(Rows from a dataset)
* * * * * * *
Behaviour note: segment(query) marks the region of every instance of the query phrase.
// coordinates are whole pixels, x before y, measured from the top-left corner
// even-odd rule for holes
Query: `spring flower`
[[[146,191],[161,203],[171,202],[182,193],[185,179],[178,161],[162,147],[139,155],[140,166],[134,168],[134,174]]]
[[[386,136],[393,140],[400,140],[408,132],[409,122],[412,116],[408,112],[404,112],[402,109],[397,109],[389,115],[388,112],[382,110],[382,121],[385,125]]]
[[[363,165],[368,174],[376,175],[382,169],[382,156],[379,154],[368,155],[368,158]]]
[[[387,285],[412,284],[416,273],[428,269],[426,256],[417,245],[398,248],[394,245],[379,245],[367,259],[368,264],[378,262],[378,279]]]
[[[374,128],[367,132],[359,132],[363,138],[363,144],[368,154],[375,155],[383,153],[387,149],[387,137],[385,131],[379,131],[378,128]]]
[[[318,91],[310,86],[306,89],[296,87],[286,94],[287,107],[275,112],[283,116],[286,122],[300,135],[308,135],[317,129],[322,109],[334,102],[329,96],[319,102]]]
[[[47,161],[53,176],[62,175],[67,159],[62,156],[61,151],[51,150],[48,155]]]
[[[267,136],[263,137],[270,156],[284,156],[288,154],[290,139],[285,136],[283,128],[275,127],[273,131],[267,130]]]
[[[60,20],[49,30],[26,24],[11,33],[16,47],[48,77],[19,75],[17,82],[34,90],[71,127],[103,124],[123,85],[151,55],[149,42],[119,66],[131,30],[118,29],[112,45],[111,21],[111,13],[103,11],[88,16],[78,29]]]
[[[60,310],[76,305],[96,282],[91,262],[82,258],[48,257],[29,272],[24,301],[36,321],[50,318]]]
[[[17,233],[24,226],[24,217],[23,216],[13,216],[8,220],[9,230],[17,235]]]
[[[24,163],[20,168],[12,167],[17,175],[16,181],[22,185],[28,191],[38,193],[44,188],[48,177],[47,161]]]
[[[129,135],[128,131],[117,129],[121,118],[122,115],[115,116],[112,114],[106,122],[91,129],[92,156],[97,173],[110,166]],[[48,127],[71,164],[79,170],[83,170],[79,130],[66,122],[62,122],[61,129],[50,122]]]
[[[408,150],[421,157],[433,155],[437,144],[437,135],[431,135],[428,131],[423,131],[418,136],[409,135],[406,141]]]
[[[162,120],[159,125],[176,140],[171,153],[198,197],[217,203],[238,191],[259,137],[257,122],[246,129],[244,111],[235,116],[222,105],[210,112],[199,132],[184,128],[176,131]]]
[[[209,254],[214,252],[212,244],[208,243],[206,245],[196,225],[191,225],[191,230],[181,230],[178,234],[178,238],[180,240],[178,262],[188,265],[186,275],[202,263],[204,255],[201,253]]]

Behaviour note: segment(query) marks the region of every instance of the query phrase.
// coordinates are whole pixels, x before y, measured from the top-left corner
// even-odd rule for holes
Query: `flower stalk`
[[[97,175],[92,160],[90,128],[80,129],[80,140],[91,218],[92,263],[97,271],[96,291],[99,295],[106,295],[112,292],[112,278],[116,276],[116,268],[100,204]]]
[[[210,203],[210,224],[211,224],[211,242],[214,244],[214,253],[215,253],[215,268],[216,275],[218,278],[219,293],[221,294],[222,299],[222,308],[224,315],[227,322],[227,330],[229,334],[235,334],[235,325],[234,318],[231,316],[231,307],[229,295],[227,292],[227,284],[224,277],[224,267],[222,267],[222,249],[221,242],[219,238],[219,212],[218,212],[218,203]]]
* * * * * * *
Exercise description = Repeat the material above exactly.

Written solution =
Behaviour note: segment(query) marks the region of every instance of the query phrase.
// coordinates are whole pixels, x before y, measured from the top-left corner
// even-odd rule for holes
Query: `spring flower`
[[[146,191],[161,203],[171,202],[182,193],[185,179],[178,161],[162,147],[139,155],[140,166],[134,168],[134,174]]]
[[[386,136],[393,140],[400,140],[408,132],[409,122],[412,116],[408,112],[404,112],[402,109],[397,109],[389,115],[388,112],[382,110],[382,121],[385,125]]]
[[[363,165],[368,174],[376,175],[382,169],[382,156],[379,154],[368,155],[368,158]]]
[[[387,285],[412,284],[416,273],[428,269],[426,256],[417,245],[398,248],[394,245],[379,245],[367,259],[368,264],[378,262],[378,279]]]
[[[374,128],[367,132],[359,132],[363,138],[363,144],[368,154],[375,155],[383,153],[387,149],[387,137],[385,131],[379,131],[378,128]]]
[[[318,91],[310,86],[306,89],[296,87],[286,94],[287,107],[275,112],[283,116],[286,122],[300,135],[308,135],[317,129],[322,109],[334,102],[329,96],[319,102]]]
[[[47,161],[53,176],[62,175],[67,159],[62,156],[61,151],[51,150],[48,155]]]
[[[267,136],[263,137],[270,156],[284,156],[288,154],[290,139],[285,136],[283,128],[275,127],[273,131],[267,130]]]
[[[60,20],[49,30],[26,24],[11,33],[16,47],[48,77],[19,75],[17,82],[34,90],[71,127],[103,124],[123,85],[151,55],[149,42],[119,66],[131,30],[118,29],[112,45],[111,21],[111,13],[103,11],[88,16],[78,29]]]
[[[60,310],[76,305],[96,282],[91,262],[82,258],[48,257],[29,272],[24,301],[36,321],[50,318]]]
[[[17,233],[24,226],[24,217],[23,216],[13,216],[8,220],[9,230],[17,235]]]
[[[24,163],[20,168],[12,167],[17,175],[16,181],[22,185],[28,191],[38,193],[44,188],[48,177],[47,161]]]
[[[129,135],[128,131],[117,129],[121,118],[122,115],[115,116],[112,114],[106,122],[91,129],[92,156],[97,173],[110,166]],[[48,127],[71,164],[79,170],[83,170],[79,130],[66,122],[62,122],[61,129],[50,122]]]
[[[408,150],[421,157],[433,155],[437,144],[437,135],[431,135],[428,131],[423,131],[418,136],[409,135],[406,141]]]
[[[162,120],[159,125],[176,140],[171,153],[198,197],[217,203],[238,191],[259,137],[257,122],[246,129],[244,111],[235,116],[222,105],[210,112],[199,132],[184,128],[176,131]]]
[[[209,254],[214,252],[212,244],[208,243],[206,245],[196,225],[191,225],[191,230],[181,230],[178,234],[178,238],[180,240],[178,262],[188,265],[186,275],[202,263],[204,255],[201,253]]]

Behaviour note: segment(query) marks the region of every instance of the query phrase.
// coordinates are whole pixels, x before y, measured from the top-left corner
// even-odd rule for holes
Query: `flower stalk`
[[[97,175],[92,160],[90,128],[80,129],[80,140],[91,218],[92,263],[97,271],[96,291],[99,295],[106,295],[112,292],[112,278],[116,276],[116,268],[100,204]]]
[[[210,203],[210,224],[211,224],[211,242],[214,244],[214,253],[215,253],[215,268],[216,275],[218,278],[219,293],[221,294],[222,299],[222,308],[224,315],[227,322],[227,330],[229,334],[235,334],[235,325],[234,318],[231,316],[231,307],[229,295],[227,292],[227,284],[224,277],[224,267],[222,267],[222,249],[221,242],[219,238],[219,212],[218,212],[218,203]]]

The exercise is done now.